* **Exercise objective**: Reproduce each of the following lines verbatim, from first to last, and omit the pictures.

________________

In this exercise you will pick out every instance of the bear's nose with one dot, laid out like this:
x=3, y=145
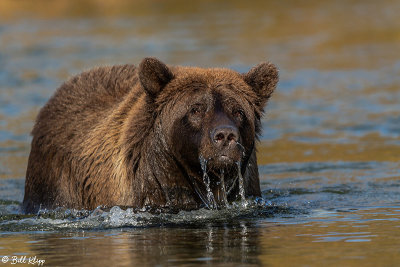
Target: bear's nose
x=225, y=135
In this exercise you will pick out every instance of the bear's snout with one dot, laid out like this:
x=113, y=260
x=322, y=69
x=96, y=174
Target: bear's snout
x=224, y=135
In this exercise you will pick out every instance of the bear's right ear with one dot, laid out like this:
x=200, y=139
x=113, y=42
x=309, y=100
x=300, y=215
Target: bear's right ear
x=263, y=78
x=153, y=76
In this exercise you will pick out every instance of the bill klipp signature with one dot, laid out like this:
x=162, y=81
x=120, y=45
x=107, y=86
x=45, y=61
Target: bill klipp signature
x=23, y=260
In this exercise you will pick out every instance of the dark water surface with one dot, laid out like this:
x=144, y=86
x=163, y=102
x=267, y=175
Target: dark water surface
x=328, y=158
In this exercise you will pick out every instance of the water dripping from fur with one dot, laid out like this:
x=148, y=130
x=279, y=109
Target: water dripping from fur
x=223, y=189
x=241, y=184
x=210, y=196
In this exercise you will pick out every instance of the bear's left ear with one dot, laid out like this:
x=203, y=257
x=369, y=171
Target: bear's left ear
x=263, y=78
x=153, y=76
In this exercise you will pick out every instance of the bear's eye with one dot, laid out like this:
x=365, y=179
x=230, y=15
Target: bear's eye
x=196, y=110
x=238, y=114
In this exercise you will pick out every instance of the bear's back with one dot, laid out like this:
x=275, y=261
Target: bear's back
x=84, y=100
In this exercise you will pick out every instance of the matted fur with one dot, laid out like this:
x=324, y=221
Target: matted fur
x=124, y=136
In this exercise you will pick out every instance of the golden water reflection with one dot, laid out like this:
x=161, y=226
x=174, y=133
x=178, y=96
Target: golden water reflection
x=368, y=237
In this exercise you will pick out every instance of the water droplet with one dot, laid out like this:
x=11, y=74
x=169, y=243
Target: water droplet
x=223, y=189
x=210, y=196
x=241, y=184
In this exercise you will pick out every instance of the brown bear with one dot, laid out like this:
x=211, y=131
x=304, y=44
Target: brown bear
x=155, y=136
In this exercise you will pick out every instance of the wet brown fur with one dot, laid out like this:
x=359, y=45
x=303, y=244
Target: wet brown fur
x=113, y=136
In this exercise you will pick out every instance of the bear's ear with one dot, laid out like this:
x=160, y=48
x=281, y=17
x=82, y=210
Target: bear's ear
x=153, y=76
x=263, y=78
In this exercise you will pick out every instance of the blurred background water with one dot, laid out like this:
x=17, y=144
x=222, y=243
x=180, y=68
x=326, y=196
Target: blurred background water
x=328, y=157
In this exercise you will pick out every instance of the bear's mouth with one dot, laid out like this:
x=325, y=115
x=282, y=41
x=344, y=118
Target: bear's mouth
x=220, y=181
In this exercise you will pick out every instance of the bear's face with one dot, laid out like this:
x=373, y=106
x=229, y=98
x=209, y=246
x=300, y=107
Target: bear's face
x=209, y=116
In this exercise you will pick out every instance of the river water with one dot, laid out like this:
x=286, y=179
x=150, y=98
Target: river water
x=328, y=157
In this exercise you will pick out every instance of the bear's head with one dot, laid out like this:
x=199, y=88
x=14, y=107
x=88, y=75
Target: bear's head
x=207, y=119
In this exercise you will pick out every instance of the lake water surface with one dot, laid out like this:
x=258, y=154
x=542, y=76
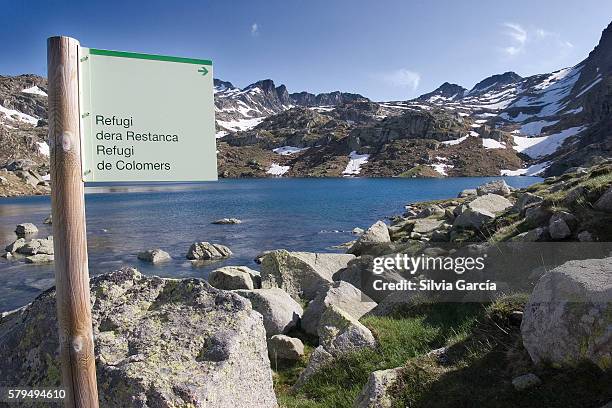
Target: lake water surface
x=296, y=214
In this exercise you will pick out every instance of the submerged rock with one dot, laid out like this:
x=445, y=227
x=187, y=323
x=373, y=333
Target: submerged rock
x=376, y=234
x=206, y=251
x=227, y=221
x=159, y=343
x=235, y=277
x=154, y=256
x=26, y=229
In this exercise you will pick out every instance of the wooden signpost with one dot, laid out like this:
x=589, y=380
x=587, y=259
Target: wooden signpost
x=69, y=235
x=114, y=116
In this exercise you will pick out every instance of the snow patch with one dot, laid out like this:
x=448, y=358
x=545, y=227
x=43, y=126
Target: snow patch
x=442, y=167
x=278, y=170
x=541, y=146
x=493, y=144
x=43, y=148
x=535, y=128
x=533, y=170
x=35, y=90
x=12, y=114
x=240, y=124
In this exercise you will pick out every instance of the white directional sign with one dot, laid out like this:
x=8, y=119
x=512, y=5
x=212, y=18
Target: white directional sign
x=146, y=117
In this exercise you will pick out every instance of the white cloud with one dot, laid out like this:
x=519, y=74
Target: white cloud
x=402, y=77
x=518, y=36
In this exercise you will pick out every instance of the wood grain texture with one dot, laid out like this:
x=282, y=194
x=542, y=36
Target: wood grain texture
x=69, y=232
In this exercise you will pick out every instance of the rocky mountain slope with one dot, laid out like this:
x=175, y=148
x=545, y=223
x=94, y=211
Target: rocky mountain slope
x=505, y=125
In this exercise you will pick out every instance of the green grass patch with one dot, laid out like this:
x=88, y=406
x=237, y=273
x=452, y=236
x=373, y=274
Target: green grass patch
x=483, y=364
x=400, y=337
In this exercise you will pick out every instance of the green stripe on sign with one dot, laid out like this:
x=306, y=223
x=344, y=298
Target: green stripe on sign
x=109, y=53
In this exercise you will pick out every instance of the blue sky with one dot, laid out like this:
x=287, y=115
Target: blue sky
x=385, y=49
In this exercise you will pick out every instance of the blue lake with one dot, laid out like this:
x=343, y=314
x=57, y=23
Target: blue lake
x=296, y=214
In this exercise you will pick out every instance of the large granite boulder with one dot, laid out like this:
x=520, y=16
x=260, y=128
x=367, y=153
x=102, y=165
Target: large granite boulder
x=207, y=251
x=339, y=294
x=234, y=277
x=158, y=343
x=604, y=203
x=378, y=233
x=569, y=315
x=339, y=333
x=280, y=311
x=498, y=187
x=301, y=274
x=281, y=347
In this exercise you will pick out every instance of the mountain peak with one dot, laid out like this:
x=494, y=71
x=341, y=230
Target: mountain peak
x=446, y=91
x=496, y=81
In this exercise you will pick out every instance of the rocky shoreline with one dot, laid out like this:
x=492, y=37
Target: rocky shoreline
x=269, y=337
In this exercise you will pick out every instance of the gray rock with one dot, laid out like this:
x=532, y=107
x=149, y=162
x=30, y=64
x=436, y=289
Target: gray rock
x=526, y=199
x=536, y=215
x=26, y=229
x=558, y=228
x=37, y=246
x=154, y=256
x=481, y=210
x=226, y=221
x=377, y=233
x=469, y=192
x=281, y=347
x=16, y=245
x=158, y=343
x=301, y=274
x=426, y=225
x=431, y=210
x=359, y=273
x=604, y=203
x=280, y=312
x=259, y=257
x=376, y=392
x=585, y=236
x=569, y=314
x=206, y=250
x=340, y=333
x=233, y=277
x=498, y=187
x=525, y=381
x=39, y=259
x=339, y=294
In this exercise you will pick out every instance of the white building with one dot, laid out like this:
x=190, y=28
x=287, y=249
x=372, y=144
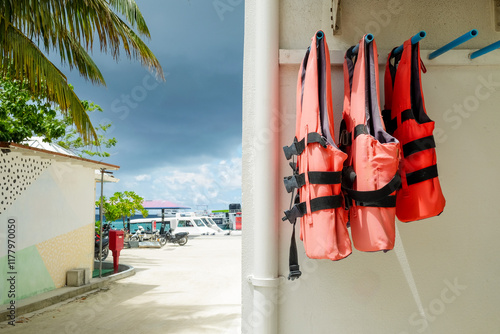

________________

* **Response to this task**:
In this exercise you will pick out every instance of the bear's nose with one dot, laid out like this:
x=3, y=145
Target: bear's nose
x=225, y=135
In this exercise you will pick out every instance of the bear's snout with one dot, laid out like this:
x=113, y=260
x=322, y=69
x=96, y=174
Target: bear's snout
x=224, y=135
In this exercise you will pick out every instance of the bear's right ear with one dot, laid out like this:
x=200, y=139
x=113, y=42
x=309, y=100
x=300, y=215
Target: bear's right ear
x=263, y=78
x=153, y=76
In this exercise you will pick out every instance of the bill klipp signature with one dot, laid out like this:
x=162, y=81
x=120, y=45
x=107, y=86
x=45, y=61
Target: bill klipp signature
x=23, y=260
In this exercise you will pick out every instance of the dark water surface with one dot, laid out like this:
x=144, y=86
x=163, y=102
x=267, y=175
Target: dark water surface
x=328, y=158
In this exercise you will pick out every instance of the water dripping from fur with one dot, laid out like this:
x=148, y=130
x=279, y=109
Target: water dripping from fur
x=223, y=189
x=241, y=184
x=210, y=196
In this exercise you will pick out every instance of the bear's left ear with one dot, laid out like this:
x=203, y=257
x=369, y=171
Target: bear's left ear
x=263, y=78
x=153, y=76
In this exercise you will pick out every instance of the bear's eye with one dot, laid out like this:
x=365, y=179
x=230, y=15
Target: bear's eye
x=196, y=110
x=238, y=114
In this exercise you will pick out every instance of the bear's back with one dot, laid out like this:
x=275, y=261
Target: bear's back
x=84, y=100
In this exercise you will pick out every instance of the matted fur with one dot, laid out like this:
x=324, y=221
Target: matted fur
x=124, y=136
In this exercise you will pick out every instance of the golden water reflection with one dot, laid out like this:
x=161, y=226
x=174, y=133
x=178, y=96
Target: golden water reflection
x=368, y=237
In this exercise you will pick out every instance of the water droplet with one dot, laid out like this:
x=11, y=74
x=169, y=243
Target: water droplet
x=223, y=189
x=210, y=196
x=241, y=184
In this exercise you will pick out every instance of the brown bear with one dot, laid out like this:
x=211, y=131
x=304, y=44
Target: brown bear
x=155, y=136
In this exercise you will pick out every instance of the wet brown fur with one dot, laid out like this:
x=359, y=45
x=303, y=244
Target: wet brown fur
x=113, y=136
In this exercise you will pick out every instance of the bear's ear with one dot, laid out like this:
x=160, y=48
x=281, y=17
x=82, y=210
Target: bear's ear
x=153, y=76
x=263, y=78
In this exercise you will pick out every instance of the blurred background water with one dot, laid out like this:
x=17, y=144
x=222, y=243
x=180, y=68
x=326, y=196
Target: blurred background water
x=328, y=157
In this exercise you will pick out every instance of the bear's mouth with one dot, laid out like this:
x=325, y=115
x=282, y=41
x=344, y=118
Target: bear's mouth
x=220, y=181
In this exercise you will pick out every instance of the bear's face with one dot, laid out like this:
x=373, y=106
x=229, y=98
x=209, y=246
x=300, y=107
Target: bear's face
x=209, y=116
In this exercise you will pick out every instance of the river water with one dot, laid out like this:
x=286, y=179
x=150, y=98
Target: river water
x=328, y=157
In this exercise you will pick out every instance of the bear's head with one dot, laid out like this:
x=199, y=88
x=14, y=107
x=88, y=75
Target: bear's head
x=207, y=119
In this exercise you will pick out every instance of the lake water surface with one dot, laid out like this:
x=258, y=154
x=542, y=76
Target: lake water surface
x=296, y=214
In this exercise you will pick out every instance of the submerged rock with one dot, laid out like this:
x=445, y=227
x=187, y=323
x=373, y=333
Target: submerged rock
x=376, y=234
x=206, y=251
x=227, y=221
x=159, y=343
x=235, y=277
x=154, y=256
x=26, y=229
In this exercise you will pick out every instance of the wooden signpost with one dot, laid out like this:
x=589, y=380
x=587, y=259
Target: wooden signpost
x=69, y=235
x=114, y=116
In this exercise you will pick out every instance of the snow patch with one dot, laid out like this:
x=448, y=358
x=545, y=227
x=43, y=126
Target: snow patch
x=442, y=167
x=278, y=170
x=541, y=146
x=493, y=144
x=43, y=148
x=535, y=128
x=533, y=170
x=35, y=90
x=12, y=114
x=240, y=124
In this exercise you will pick out every instance of the white directional sign with one dot, laid out like this:
x=8, y=119
x=512, y=5
x=212, y=18
Target: white directional sign
x=146, y=117
In this exercise you will pick out every instance of the white cloud with one dot, laid out like this:
x=519, y=74
Target: white cloud
x=402, y=77
x=518, y=36
In this exercise you will pick out every instance of the wood grain texture with one dot, laid out like this:
x=282, y=194
x=542, y=36
Target: wood grain texture
x=69, y=232
In this exercise you will pick out every instance of the rocky mountain slope with one dot, laid out like this:
x=175, y=148
x=545, y=223
x=94, y=211
Target: rocky mountain slope
x=505, y=125
In this exercise you will pick out every instance of the green grass patch with one dot, laid out like this:
x=88, y=406
x=237, y=273
x=452, y=236
x=373, y=274
Target: green grass patch
x=483, y=364
x=400, y=337
In this exercise you will pick out every instance of the green stripe on sign with one dot, laid out like this:
x=306, y=223
x=344, y=298
Target: green stripe on sign
x=109, y=53
In this exercise you will pick out every instance of the blue sky with one dot, laid out like this:
x=287, y=115
Target: blue sky
x=385, y=49
In this exercise you will pick out every instance of the blue lake with one dot, laid out like this:
x=343, y=314
x=57, y=23
Target: blue lake
x=296, y=214
In this exercise you will pick out every instance of the large granite boulder with one dot, laid out like this:
x=520, y=16
x=260, y=128
x=367, y=153
x=102, y=165
Target: large granite boulder
x=207, y=251
x=339, y=294
x=234, y=277
x=158, y=343
x=604, y=203
x=378, y=233
x=569, y=315
x=339, y=333
x=280, y=311
x=498, y=187
x=301, y=274
x=281, y=347
In this exercise you will pick out every instance of the mountain peak with one dot, laid out like this:
x=494, y=71
x=341, y=230
Target: mountain peak
x=446, y=91
x=496, y=81
In this exercise you will pick out every instance of the rocky shoreline with one dot, laid out like this:
x=492, y=37
Target: rocky shoreline
x=269, y=337
In this exercise you will pick out every instance of the gray rock with one dot, laid out like this:
x=532, y=107
x=149, y=162
x=30, y=64
x=436, y=289
Target: gray rock
x=526, y=199
x=536, y=215
x=26, y=229
x=558, y=228
x=37, y=246
x=154, y=256
x=481, y=210
x=226, y=221
x=377, y=233
x=469, y=192
x=281, y=347
x=16, y=245
x=158, y=343
x=301, y=274
x=426, y=225
x=431, y=210
x=359, y=273
x=604, y=203
x=280, y=312
x=259, y=257
x=376, y=392
x=585, y=236
x=569, y=314
x=206, y=250
x=340, y=333
x=233, y=277
x=498, y=187
x=525, y=381
x=39, y=259
x=339, y=294
In this exercise you will pick out every instance of the white building with one dot, laid out like this:
x=190, y=28
x=287, y=249
x=372, y=144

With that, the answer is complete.